- [WORK REQUIRED]
Copy out every line of the entries below word for word, leaving out the pictures.

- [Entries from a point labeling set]
Start

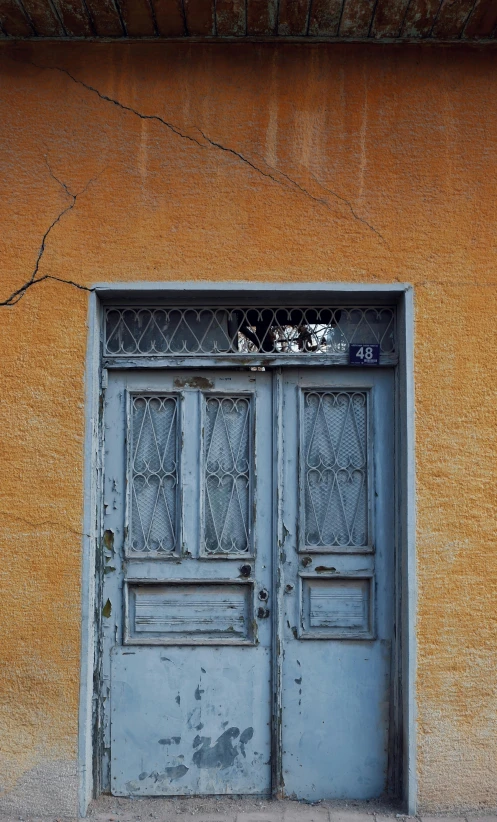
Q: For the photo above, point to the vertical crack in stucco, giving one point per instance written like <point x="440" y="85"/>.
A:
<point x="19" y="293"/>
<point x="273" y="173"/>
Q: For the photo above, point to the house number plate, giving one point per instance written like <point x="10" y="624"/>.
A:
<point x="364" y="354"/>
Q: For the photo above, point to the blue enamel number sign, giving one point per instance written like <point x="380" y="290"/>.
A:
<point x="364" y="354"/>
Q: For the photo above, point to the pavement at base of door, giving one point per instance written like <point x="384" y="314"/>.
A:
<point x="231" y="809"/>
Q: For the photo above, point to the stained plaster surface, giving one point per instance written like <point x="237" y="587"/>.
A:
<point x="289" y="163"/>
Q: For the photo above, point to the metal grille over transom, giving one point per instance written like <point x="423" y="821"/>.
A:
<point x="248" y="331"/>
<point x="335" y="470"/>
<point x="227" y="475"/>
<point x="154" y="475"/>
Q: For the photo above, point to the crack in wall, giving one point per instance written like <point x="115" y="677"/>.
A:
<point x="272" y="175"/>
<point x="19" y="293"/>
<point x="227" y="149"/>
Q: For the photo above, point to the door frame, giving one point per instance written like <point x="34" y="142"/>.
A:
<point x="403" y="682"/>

End

- [RESULT]
Q: For the photo above, point to the vertical crack in stucco, giving one point per instance written like <point x="440" y="85"/>.
A:
<point x="19" y="293"/>
<point x="273" y="173"/>
Q: For the photo above, point to the house number plate, giving one point per instance written like <point x="10" y="624"/>.
A:
<point x="364" y="354"/>
Q: For the photo above, point to the blue enamel number sign, giving one point per instance written like <point x="380" y="290"/>.
A:
<point x="364" y="354"/>
Q: For the photo above, point to the pavement at base of door, giving one point per instance written like <point x="384" y="314"/>.
A:
<point x="231" y="809"/>
Q: For the photo above, point to the stained plaster surface, giving one point per instance written like <point x="237" y="587"/>.
A:
<point x="289" y="163"/>
Q: For the photo above, point to the metal grille over transom, giving one point per instance written like <point x="423" y="821"/>.
A:
<point x="248" y="331"/>
<point x="335" y="470"/>
<point x="227" y="475"/>
<point x="154" y="475"/>
Q: For the photo above, point to the crack in wall, giving one point per instance written like <point x="115" y="677"/>.
A:
<point x="272" y="175"/>
<point x="19" y="293"/>
<point x="227" y="149"/>
Q: For the photo above, point to the door frame, giving one point per instance written like <point x="34" y="142"/>.
A:
<point x="403" y="682"/>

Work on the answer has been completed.